▸ Activity: Within this material, state how many lines include the string "each". Reply with the number only.

Start of Data provided

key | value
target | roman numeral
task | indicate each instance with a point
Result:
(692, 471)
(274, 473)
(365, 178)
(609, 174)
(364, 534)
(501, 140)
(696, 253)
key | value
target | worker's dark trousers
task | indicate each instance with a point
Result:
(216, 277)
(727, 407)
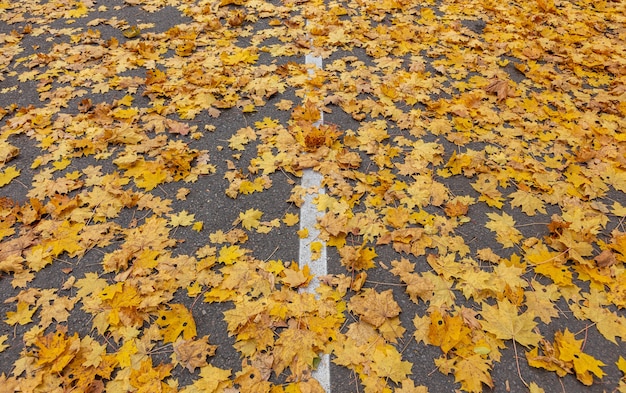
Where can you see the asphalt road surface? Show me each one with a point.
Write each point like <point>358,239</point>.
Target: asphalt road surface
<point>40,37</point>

End of Data provided
Start of Data provided

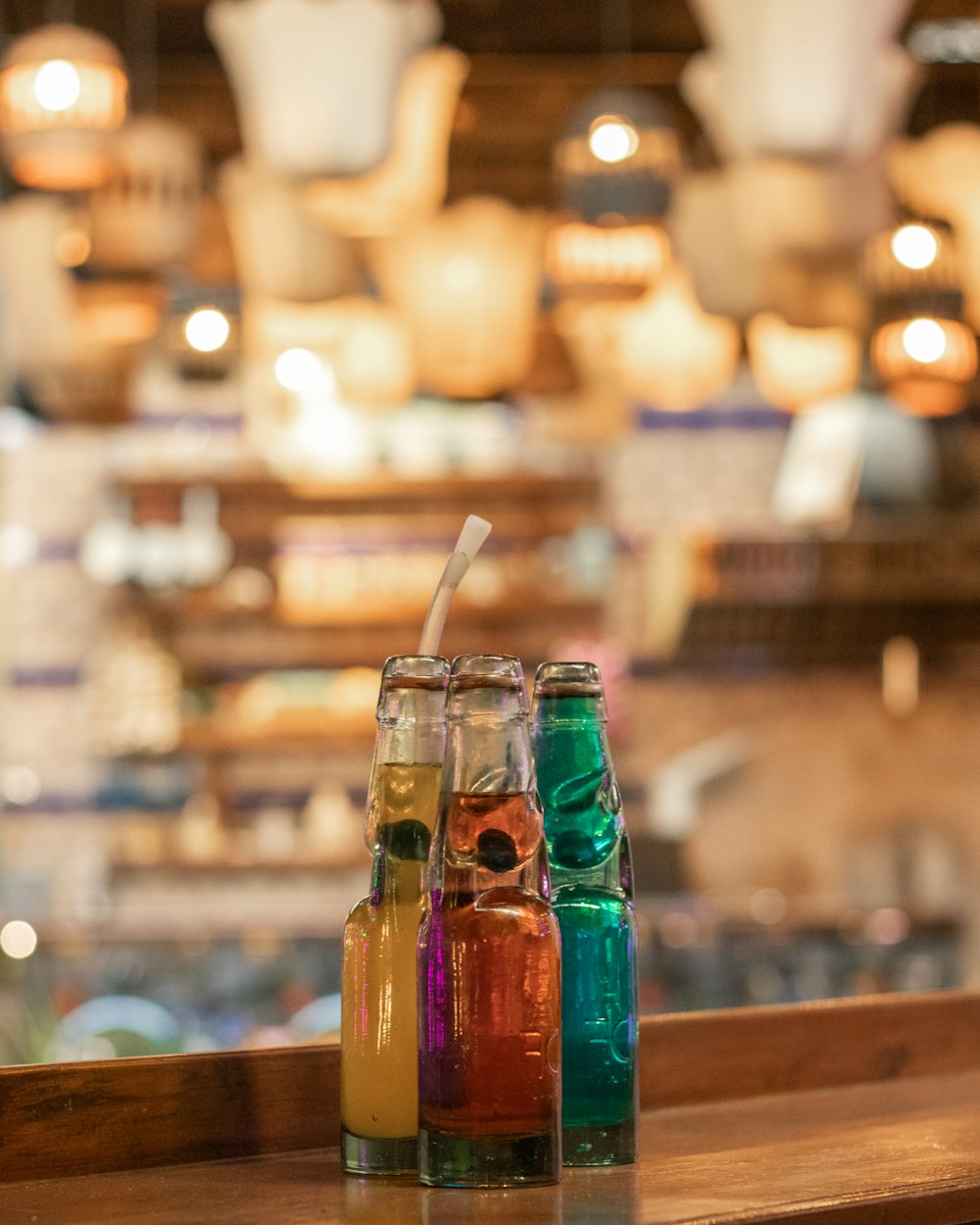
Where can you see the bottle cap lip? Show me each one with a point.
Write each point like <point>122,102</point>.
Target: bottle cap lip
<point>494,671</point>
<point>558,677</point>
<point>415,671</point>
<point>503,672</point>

End of Data provided
Start of Data provided

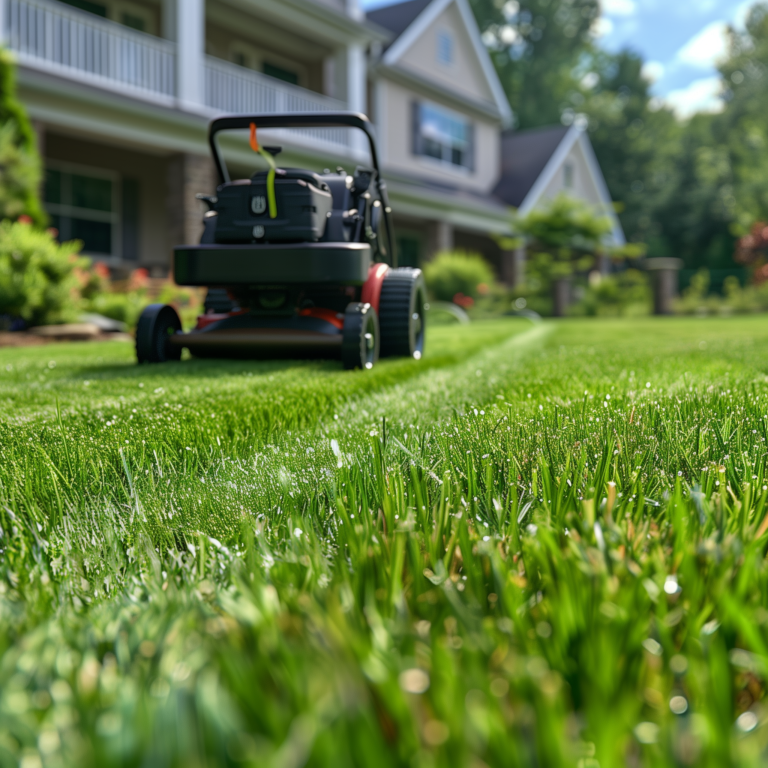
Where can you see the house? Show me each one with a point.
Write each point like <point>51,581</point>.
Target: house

End of Data provided

▸ Result: 8